Python's doctest is very cool technology, letting you write a narrative in documentation that can then be executed directly to test the code. But as cool as it is, I don't like it very much:

  • You can't run a subset of the tests.
  • If a failure happens in the middle of the doctest, the whole thing stops.
  • The coding style is stylized, and has to have printable results.
  • Your code is executed in a special way, so it's harder to reason about how it will be executed, harder to add helpers, and harder to program around the tests.

Most importantly, though, doctest seems like an odd way to write tests. Docstrings, and the long sequence of code they encourage, may be good ways to explain what code does, but explaining and testing are two different tasks, and the code you write for each will be different. So why try to serve two masters at once?

Either your expository text will be cluttered with uninformative edge cases, or your tests will merely skim the surface of what your code can do.
######
**Things to do**
1) Identify every drawback of doctest that appears in the bulleted list of the doctest commentary.
2) Extend the doctest commentary, picking up after its final sentence.

**Information given**
######
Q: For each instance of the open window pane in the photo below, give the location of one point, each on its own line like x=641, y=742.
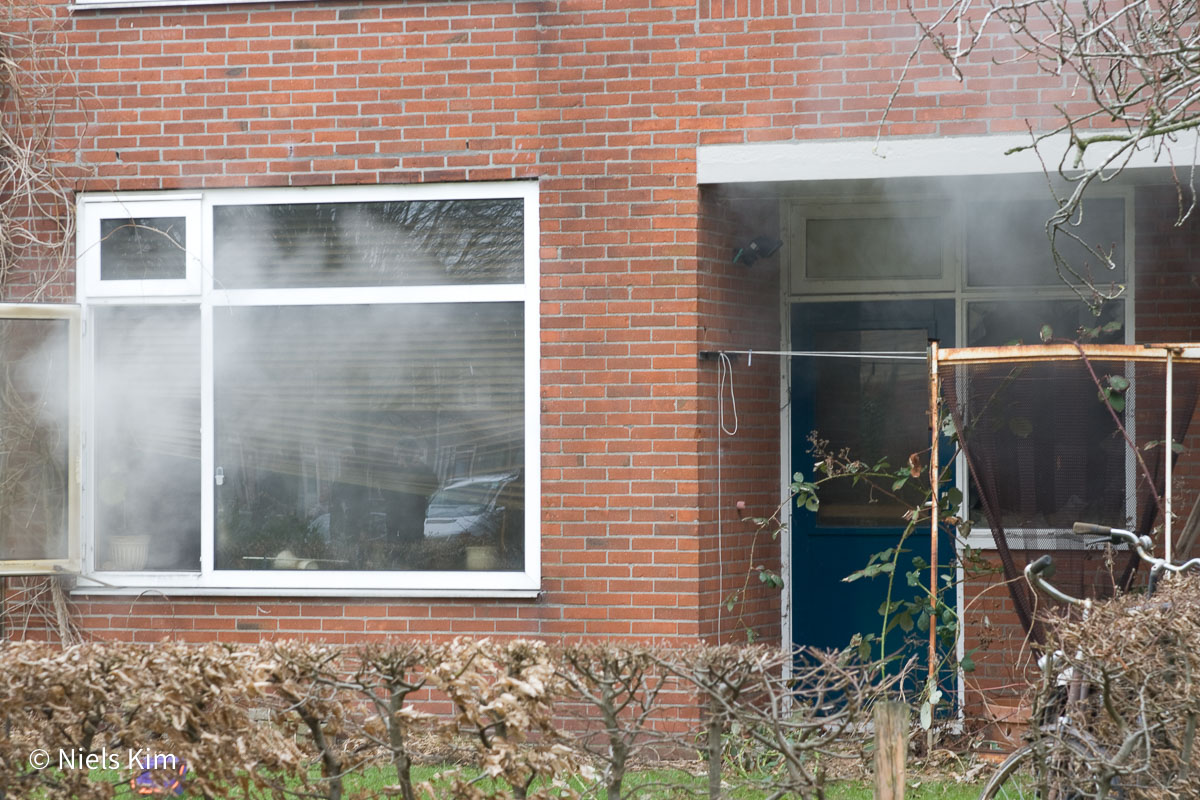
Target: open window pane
x=148, y=438
x=414, y=242
x=382, y=437
x=35, y=440
x=1049, y=443
x=144, y=248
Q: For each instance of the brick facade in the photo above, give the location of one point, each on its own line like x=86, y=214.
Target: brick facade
x=604, y=102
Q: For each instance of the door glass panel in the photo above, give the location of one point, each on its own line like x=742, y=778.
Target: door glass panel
x=148, y=438
x=34, y=439
x=873, y=409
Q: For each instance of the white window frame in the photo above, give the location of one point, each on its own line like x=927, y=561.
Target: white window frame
x=210, y=296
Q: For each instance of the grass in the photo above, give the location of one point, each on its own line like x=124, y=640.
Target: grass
x=653, y=785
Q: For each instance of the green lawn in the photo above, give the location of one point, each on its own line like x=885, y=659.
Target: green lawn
x=652, y=785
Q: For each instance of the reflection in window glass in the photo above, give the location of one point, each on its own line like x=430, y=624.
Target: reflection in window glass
x=148, y=438
x=144, y=248
x=370, y=437
x=415, y=242
x=859, y=407
x=1051, y=449
x=34, y=438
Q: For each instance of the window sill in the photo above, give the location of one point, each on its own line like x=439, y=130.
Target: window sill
x=84, y=5
x=275, y=591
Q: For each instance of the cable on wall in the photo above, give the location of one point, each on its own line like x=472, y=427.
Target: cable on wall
x=725, y=373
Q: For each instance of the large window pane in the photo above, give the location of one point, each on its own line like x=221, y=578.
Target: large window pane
x=1007, y=242
x=34, y=439
x=148, y=248
x=370, y=437
x=369, y=244
x=148, y=438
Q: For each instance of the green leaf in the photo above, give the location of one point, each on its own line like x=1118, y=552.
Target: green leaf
x=1020, y=427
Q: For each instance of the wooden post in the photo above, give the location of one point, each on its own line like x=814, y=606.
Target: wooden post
x=891, y=750
x=935, y=485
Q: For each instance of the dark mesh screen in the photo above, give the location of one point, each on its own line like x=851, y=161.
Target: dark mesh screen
x=1044, y=451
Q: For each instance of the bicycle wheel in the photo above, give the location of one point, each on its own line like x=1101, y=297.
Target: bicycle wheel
######
**Answer list**
1)
- You can't run a subset of the tests.
- If a failure happens in the middle of the doctest, the whole thing stops.
- The coding style is stylized, and has to have printable results.
- Your code is executed in a special way, so it's harder to reason about how it will be executed, harder to add helpers, and harder to program around the tests.

2)
I know that doctest can be used independently of the actual docstrings in the code, but then where's the great advantage? I'd rather use real software engineering tools to write my tests, and the idiomatic way doctest executes code and evaluates results don't help me.

I'm not the only one who feels this way. Andrew Bennetts has two posts with much more detail about these issues: Narrative tests are lousy tests and Tests are code, doctests aren't.

While I admire the ingenuity that went into doctest, I just don't find it a good tool for testing real code.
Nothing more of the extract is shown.